[Auszüge aus Daten zur Lokalisierungsannotation]
▬▬▬▬▬▬

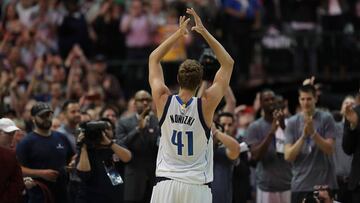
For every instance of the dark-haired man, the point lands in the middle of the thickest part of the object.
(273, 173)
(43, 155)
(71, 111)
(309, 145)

▬▬▬▬▬▬

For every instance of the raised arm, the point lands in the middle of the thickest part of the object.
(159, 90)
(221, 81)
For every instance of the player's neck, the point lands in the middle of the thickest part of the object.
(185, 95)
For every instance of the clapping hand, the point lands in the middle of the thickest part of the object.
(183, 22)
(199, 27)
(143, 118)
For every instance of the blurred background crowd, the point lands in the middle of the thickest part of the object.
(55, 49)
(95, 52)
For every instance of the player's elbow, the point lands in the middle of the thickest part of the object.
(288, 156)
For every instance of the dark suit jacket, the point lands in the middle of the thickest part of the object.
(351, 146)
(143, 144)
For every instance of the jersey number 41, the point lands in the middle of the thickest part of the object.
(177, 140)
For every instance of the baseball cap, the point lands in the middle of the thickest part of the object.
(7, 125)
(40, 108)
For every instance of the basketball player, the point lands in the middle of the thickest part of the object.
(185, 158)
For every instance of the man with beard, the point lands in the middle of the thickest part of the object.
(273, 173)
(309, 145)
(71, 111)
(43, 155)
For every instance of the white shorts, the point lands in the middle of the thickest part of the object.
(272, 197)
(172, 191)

▬▬▬▬▬▬

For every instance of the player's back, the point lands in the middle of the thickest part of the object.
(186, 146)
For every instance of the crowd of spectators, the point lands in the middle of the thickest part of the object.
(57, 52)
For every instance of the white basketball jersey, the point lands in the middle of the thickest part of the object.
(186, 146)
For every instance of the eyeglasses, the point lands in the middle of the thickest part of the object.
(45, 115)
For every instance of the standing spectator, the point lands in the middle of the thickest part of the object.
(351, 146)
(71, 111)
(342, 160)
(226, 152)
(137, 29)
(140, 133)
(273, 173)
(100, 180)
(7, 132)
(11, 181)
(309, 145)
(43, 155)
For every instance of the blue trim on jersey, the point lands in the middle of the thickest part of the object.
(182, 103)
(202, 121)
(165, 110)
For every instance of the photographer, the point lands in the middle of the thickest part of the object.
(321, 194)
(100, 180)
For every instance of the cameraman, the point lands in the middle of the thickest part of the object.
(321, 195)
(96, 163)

▬▬▬▬▬▬

> Aufgabe
Ermittle, wie viele Zeilen oben die Zeichenfolge "jersey" enthalten, wobei Groß- und Kleinschreibung zu beachten ist. Gib ausschließlich die Anzahl an.

> Vollständige Antwort
3